* _CHALLENGE_
Rewrite every line of the records below, requests included, and shift each point coordinate in the answers by adding 85 to both the x and y values.

[Dataset items]
Begin
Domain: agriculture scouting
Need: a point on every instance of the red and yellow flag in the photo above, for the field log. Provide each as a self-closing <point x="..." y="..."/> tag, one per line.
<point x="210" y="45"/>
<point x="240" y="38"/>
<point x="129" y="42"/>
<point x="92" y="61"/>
End
* _EXERCISE ANSWER_
Domain: agriculture scouting
Need: a point on every instance of the red and yellow flag in the photo above, for the field log. Provide each as a self-closing <point x="..." y="..."/> tag, one per line.
<point x="295" y="130"/>
<point x="325" y="123"/>
<point x="214" y="127"/>
<point x="177" y="146"/>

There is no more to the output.